[Excerpts from location labeling data]
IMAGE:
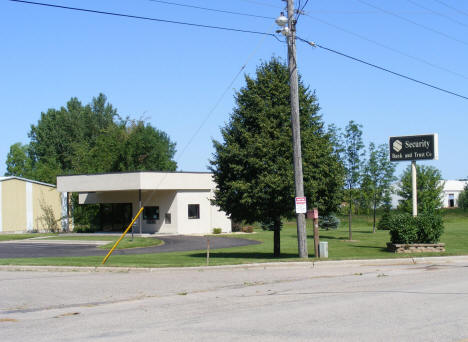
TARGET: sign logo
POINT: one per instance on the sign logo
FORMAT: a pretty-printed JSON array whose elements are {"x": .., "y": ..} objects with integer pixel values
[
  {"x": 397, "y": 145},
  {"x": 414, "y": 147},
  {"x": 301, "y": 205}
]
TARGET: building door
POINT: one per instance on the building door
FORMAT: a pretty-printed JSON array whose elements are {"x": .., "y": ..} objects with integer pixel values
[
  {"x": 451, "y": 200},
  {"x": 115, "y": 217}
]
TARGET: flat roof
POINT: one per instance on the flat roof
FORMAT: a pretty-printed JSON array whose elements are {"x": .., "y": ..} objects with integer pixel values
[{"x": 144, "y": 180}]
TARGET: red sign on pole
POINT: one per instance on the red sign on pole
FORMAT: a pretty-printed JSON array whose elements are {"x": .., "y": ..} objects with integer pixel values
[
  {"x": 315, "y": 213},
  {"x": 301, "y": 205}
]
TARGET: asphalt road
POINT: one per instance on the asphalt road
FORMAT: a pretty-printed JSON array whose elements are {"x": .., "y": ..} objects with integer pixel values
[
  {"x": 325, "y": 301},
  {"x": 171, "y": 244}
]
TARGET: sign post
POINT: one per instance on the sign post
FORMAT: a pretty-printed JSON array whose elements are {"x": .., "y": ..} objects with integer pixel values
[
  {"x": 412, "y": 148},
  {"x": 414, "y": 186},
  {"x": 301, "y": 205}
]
==
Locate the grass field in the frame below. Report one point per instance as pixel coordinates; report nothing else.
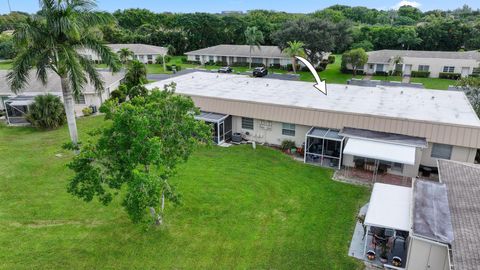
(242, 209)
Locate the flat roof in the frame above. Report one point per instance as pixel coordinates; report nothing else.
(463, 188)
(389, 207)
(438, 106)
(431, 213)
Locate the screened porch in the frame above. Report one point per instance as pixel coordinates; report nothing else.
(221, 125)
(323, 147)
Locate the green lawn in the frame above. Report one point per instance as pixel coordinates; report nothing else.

**Your task**.
Duplicate the lines between the one that contains "Locate the screened" and the one that contains "Locate the green", inclusive.

**Output below**.
Locate the screened porch in the frame above. Report one point per instance as pixel coordinates; report nothing else.
(221, 125)
(323, 147)
Locate the green lawn in the frame above. Report one point per instance as pixel coordinates; report nothing else.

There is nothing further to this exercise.